Extracted entries Block Start

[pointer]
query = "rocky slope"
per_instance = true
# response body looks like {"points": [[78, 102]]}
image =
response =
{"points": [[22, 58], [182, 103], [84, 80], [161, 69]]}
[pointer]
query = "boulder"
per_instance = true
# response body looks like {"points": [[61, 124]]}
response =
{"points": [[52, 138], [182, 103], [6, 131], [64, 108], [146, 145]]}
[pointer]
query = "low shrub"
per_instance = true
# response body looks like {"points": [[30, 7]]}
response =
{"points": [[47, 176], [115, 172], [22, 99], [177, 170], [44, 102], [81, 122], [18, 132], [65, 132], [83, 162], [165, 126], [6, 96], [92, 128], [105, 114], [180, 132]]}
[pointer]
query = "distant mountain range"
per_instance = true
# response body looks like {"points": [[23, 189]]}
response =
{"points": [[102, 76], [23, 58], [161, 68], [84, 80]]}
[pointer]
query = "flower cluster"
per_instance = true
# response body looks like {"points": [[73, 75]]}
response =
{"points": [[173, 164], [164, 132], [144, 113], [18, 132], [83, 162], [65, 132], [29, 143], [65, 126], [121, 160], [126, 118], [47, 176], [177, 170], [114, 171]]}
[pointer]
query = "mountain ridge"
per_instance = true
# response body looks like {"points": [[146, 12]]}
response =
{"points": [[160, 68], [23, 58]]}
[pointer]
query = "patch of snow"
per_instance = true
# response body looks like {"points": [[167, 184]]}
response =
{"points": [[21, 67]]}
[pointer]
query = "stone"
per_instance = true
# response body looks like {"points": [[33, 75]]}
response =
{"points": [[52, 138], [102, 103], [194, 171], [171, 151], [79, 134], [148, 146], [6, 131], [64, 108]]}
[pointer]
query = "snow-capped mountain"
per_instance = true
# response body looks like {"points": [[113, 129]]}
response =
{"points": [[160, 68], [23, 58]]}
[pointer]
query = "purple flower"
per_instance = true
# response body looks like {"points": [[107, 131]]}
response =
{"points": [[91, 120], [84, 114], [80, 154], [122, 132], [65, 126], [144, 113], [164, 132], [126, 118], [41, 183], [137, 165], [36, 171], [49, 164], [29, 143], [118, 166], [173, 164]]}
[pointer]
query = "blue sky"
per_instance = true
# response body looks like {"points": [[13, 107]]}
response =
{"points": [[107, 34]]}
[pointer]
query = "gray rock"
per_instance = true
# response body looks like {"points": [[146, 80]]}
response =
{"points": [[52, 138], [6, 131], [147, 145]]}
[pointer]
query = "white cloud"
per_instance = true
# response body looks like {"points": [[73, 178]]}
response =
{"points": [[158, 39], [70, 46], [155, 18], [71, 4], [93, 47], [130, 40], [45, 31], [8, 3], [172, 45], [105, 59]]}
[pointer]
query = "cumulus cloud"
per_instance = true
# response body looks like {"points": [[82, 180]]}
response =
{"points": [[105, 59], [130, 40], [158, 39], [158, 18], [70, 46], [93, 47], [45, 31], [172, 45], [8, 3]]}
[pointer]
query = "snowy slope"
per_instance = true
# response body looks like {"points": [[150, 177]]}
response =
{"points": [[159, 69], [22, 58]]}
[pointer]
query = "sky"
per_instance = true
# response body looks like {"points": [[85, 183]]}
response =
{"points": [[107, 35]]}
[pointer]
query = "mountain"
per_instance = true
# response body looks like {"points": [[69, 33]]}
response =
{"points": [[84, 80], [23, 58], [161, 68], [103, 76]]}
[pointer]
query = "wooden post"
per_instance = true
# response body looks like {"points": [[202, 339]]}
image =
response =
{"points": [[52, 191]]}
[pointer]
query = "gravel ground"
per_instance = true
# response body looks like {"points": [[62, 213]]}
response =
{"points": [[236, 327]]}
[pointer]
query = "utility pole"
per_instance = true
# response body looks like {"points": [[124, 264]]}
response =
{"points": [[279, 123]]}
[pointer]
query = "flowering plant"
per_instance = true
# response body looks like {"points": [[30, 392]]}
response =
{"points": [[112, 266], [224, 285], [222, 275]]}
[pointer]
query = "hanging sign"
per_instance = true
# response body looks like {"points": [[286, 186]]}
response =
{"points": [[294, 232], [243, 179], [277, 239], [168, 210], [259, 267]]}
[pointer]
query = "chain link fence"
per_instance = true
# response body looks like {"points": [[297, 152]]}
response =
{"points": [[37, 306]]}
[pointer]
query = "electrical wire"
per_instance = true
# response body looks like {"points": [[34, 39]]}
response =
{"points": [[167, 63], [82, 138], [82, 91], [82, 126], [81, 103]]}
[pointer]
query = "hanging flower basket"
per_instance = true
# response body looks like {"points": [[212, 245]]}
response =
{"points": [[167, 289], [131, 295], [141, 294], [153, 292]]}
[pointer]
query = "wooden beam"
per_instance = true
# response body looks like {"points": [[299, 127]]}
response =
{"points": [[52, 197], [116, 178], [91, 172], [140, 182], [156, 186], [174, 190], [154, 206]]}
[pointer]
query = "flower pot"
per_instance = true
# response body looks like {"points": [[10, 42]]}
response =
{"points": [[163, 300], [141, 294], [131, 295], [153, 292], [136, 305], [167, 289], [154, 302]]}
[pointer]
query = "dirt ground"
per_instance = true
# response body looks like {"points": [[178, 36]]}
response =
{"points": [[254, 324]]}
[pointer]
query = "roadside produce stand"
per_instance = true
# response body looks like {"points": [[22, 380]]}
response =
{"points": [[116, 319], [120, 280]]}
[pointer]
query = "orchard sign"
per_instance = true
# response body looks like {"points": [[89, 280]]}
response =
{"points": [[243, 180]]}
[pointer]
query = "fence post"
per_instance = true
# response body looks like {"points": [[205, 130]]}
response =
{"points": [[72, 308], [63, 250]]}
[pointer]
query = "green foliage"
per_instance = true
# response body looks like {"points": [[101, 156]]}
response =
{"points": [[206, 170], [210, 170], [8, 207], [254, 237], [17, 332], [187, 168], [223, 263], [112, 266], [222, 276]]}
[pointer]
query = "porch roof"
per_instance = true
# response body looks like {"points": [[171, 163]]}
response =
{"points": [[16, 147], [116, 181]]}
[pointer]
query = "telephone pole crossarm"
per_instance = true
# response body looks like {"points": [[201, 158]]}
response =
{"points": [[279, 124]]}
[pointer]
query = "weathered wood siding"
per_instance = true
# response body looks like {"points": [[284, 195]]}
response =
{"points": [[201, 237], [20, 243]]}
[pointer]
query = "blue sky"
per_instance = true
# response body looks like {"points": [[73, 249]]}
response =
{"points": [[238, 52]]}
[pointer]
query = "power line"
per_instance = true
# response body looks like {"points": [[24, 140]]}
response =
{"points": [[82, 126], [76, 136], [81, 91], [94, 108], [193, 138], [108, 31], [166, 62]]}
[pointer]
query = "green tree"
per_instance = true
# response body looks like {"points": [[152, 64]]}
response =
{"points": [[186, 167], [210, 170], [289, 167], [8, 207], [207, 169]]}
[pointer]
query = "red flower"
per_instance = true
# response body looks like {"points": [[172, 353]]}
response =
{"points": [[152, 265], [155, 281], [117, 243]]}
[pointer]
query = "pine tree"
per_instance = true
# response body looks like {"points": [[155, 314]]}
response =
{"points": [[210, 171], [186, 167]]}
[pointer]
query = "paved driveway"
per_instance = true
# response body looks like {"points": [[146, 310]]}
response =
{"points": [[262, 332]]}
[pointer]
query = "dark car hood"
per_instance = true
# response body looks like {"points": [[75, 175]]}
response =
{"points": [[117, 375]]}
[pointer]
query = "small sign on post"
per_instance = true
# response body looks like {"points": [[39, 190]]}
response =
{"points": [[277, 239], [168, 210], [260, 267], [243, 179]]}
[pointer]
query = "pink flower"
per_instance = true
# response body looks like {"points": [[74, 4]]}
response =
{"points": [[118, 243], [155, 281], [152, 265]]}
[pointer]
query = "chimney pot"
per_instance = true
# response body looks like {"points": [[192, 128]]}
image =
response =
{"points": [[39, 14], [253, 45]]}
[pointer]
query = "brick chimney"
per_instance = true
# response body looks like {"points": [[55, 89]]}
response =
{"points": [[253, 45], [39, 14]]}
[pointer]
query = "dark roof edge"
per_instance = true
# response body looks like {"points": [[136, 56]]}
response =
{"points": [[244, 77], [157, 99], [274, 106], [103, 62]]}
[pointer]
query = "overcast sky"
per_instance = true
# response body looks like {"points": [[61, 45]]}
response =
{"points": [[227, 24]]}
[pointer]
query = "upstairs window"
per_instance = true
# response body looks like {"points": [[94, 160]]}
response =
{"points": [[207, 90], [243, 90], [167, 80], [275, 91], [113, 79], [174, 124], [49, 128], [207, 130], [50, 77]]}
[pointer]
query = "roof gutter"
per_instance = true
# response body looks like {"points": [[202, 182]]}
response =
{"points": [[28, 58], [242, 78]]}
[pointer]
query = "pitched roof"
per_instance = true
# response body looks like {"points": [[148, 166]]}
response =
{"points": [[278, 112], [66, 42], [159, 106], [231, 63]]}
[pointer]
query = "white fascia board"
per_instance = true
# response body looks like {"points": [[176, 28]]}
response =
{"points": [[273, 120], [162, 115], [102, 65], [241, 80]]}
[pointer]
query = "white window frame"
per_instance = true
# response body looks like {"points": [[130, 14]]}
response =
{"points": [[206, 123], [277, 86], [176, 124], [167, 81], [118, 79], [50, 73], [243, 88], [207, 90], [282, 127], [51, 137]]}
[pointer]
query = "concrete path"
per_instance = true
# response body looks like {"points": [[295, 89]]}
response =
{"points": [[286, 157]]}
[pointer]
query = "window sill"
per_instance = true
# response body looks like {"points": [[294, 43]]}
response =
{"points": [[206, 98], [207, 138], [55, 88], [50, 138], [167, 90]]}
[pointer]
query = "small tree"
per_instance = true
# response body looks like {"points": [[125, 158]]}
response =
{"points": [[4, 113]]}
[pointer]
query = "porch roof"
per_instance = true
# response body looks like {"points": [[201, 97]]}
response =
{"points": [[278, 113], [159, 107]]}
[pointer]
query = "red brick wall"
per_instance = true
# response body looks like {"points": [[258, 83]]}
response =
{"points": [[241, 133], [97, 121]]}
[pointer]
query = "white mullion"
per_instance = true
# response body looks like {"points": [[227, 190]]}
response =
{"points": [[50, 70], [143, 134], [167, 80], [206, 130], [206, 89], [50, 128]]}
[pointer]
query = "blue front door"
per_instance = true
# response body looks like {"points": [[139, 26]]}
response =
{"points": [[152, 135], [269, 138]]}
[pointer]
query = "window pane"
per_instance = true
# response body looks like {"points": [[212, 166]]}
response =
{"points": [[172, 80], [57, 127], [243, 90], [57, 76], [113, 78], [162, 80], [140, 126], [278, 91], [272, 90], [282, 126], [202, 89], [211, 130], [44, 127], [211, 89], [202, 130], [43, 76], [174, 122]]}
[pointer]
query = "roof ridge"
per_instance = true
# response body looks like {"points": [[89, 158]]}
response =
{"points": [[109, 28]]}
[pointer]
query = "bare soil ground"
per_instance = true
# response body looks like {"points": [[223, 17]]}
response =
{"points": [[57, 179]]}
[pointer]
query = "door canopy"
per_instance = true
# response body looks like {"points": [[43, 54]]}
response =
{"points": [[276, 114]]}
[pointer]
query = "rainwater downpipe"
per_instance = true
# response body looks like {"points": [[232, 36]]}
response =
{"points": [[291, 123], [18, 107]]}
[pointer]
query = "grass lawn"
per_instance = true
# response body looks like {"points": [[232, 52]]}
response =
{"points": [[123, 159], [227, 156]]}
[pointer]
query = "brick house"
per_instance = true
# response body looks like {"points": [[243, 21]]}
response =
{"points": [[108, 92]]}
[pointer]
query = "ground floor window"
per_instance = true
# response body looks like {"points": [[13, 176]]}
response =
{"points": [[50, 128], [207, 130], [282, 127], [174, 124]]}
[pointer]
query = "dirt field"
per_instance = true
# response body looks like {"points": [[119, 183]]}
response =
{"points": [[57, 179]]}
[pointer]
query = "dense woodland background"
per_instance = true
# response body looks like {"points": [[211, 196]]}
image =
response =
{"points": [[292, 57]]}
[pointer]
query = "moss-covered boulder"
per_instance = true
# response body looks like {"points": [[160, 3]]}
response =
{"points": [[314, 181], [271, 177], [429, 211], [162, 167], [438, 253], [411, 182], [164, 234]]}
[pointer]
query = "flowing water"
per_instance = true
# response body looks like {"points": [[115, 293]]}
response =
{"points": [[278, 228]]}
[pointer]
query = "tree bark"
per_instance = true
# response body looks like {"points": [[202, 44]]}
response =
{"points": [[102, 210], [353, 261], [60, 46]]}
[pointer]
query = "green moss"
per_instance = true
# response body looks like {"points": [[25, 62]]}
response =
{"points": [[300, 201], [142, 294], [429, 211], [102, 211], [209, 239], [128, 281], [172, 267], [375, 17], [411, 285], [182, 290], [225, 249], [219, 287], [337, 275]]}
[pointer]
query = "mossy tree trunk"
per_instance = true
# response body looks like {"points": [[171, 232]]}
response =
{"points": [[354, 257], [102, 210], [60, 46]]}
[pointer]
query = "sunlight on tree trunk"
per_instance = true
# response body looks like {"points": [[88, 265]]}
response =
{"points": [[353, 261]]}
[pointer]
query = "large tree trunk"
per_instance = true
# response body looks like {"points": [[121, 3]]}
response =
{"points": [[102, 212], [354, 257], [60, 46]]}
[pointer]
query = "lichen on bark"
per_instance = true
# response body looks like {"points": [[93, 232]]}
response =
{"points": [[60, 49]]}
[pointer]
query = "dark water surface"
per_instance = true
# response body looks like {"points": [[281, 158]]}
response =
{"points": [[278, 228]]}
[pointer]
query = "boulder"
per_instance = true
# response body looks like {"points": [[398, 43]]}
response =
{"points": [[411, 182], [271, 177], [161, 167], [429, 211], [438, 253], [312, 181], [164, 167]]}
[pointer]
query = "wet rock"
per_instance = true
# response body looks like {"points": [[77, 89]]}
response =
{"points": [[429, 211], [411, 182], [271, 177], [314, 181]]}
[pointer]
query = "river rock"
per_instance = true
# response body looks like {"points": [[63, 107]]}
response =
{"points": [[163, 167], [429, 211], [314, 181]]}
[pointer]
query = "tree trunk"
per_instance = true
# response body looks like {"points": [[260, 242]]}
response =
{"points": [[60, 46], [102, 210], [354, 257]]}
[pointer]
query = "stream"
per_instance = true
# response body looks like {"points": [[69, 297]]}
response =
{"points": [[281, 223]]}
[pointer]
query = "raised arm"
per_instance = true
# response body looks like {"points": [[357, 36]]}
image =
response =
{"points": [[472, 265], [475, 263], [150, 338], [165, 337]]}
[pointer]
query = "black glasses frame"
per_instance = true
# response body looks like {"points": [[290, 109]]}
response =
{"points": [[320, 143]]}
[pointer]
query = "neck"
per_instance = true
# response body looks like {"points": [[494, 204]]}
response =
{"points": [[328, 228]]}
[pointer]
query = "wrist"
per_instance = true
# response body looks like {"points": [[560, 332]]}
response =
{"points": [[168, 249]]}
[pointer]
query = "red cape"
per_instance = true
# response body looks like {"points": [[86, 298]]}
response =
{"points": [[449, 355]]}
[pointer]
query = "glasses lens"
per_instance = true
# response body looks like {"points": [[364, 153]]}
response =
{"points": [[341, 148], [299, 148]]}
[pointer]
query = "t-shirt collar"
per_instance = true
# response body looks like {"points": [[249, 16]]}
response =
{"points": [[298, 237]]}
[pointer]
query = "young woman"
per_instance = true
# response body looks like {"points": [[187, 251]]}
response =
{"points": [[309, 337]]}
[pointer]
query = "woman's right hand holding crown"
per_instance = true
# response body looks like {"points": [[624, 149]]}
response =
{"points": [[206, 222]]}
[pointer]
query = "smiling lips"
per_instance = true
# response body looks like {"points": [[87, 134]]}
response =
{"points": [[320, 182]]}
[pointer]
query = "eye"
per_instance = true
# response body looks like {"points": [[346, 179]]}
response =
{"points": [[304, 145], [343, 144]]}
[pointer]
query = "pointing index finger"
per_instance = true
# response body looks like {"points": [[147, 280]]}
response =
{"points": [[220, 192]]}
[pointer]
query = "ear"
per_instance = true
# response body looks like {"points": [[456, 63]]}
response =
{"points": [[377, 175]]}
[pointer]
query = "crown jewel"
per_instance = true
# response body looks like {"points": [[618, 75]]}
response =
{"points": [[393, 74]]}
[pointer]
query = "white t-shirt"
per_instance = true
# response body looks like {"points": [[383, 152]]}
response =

Extracted entries Block End

- How to complete this task
All lines of the records containing "mountain" should be shown.

- Final answer
query = "distant mountain range"
query = "mountain ridge"
query = "snow-capped mountain"
query = "mountain"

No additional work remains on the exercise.